Ich würde sagen, der folgende Beitrag für die Impulswerkstatt passt sowohl zu Bild 1 als auch, wegen des historischen Bezugs, zu Bild 3. Er könnte sogar zu Bild 4 passen, was aber jeder selber entscheiden mag. Und Glas (Mosaikstück 1) kommt als Wortbestandteil auch vor. Tja, und nachdem ich den Text gerade noch einmal bearbeitet habe, erscheint auch noch Bild 2 ein geeigneter Bezugspunkt zu sein. Wenn ich es recht bedenke, hat meine Geschichte zu allem Überfluss auch einen jahreszeitlichen Bezug zum Advent, der ja an die Zeit erinnert, da geplagte Seelen Heil von Gott erhofften, das sich dann zur großen Überraschung in einer Geburt unter prekären Umständen ereignet haben soll. Schimmert dieser adventliche Aspekt der Hoffnung nicht durch alle vier Bilder hindurch?

Daten zur natürlichsprachlichen Objektverortung:
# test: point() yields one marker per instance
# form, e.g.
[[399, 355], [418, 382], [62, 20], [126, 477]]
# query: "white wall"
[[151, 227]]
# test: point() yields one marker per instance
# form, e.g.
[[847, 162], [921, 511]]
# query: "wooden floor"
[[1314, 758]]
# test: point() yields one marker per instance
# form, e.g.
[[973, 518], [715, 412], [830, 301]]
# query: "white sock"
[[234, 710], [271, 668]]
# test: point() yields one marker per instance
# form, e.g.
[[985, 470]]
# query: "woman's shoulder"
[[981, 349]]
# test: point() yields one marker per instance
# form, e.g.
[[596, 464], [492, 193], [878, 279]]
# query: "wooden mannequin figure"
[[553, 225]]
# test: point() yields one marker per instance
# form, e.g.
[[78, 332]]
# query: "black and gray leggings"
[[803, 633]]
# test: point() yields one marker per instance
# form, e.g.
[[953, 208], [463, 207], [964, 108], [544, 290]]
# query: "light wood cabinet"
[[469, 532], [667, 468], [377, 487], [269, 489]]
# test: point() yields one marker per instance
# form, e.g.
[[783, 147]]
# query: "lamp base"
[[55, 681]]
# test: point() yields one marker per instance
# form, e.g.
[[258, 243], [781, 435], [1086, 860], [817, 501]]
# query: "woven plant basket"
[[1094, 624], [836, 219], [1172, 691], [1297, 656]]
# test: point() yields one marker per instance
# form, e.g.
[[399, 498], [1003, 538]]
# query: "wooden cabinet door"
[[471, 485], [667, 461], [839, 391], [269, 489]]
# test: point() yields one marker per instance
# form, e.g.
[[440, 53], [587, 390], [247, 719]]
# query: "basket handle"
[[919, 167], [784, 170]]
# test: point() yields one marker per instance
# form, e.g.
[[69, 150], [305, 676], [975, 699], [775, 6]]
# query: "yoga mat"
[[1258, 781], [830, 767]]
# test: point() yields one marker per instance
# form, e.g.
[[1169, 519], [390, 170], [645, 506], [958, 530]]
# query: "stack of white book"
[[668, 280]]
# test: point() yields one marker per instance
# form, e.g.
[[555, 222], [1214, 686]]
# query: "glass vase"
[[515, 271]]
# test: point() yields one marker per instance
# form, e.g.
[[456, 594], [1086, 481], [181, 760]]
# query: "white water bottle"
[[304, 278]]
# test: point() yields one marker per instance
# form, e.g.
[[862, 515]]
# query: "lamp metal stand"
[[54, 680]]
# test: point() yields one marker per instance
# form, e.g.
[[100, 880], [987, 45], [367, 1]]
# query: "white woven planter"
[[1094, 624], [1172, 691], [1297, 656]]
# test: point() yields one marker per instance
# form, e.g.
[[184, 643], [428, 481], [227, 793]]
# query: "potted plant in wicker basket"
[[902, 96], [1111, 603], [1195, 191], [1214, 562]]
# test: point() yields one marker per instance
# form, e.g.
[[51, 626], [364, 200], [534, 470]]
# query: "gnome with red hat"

### Erforderliche Schritte
A: Zu welchem Bild passt der Beitrag laut Auszug wegen des historischen Bezugs?
B: Gib bitte den Auszug von „Ich würde sagen, der“ bis „vier Bilder hindurch?“ wörtlich wieder.
C: Setze den Auszug über die Impulswerkstatt nach seinem letzten Satz fort.
Die Einträge haben mit dem Auszug nichts zu tun.

### Ergebnisse in Reihenfolge
A: Zu Bild 3.

B:
Ich würde sagen, der folgende Beitrag für die Impulswerkstatt passt sowohl zu Bild 1 als auch, wegen des historischen Bezugs, zu Bild 3. Er könnte sogar zu Bild 4 passen, was aber jeder selber entscheiden mag. Und Glas (Mosaikstück 1) kommt als Wortbestandteil auch vor. Tja, und nachdem ich den Text gerade noch einmal bearbeitet habe, erscheint auch noch Bild 2 ein geeigneter Bezugspunkt zu sein. Wenn ich es recht bedenke, hat meine Geschichte zu allem Überfluss auch einen jahreszeitlichen Bezug zum Advent, der ja an die Zeit erinnert, da geplagte Seelen Heil von Gott erhofften, das sich dann zur großen Überraschung in einer Geburt unter prekären Umständen ereignet haben soll. Schimmert dieser adventliche Aspekt der Hoffnung nicht durch alle vier Bilder hindurch?

C:
Lange nachdem Jakob van Hoddis in einem von Robert Gernhardt so genannten „Lyrik-Hammer” das „Weltende” verspottet und etwas weniger lange, nachdem der Literaturnobelpreisträger Cesław Miłos sein melancholisch-zärtliches „Lied vom Weltende” intoniert hatte, brach tatsächlich die „Zeit der Endgültigkeit“ an. So nannten Zeitzeugen wie ich die apokalyptisch anmutenden Jahre, als sich die Politik in die Absurdität zu verabschieden begann und der Bevölkerung Regeln auferlegte, die einzuhalten unmöglich war, weil sie sich gegenseitig annullierten. Der verantwortungsvolle Staatsbürger wurde zu einer vom Aussterben bedrohten Art.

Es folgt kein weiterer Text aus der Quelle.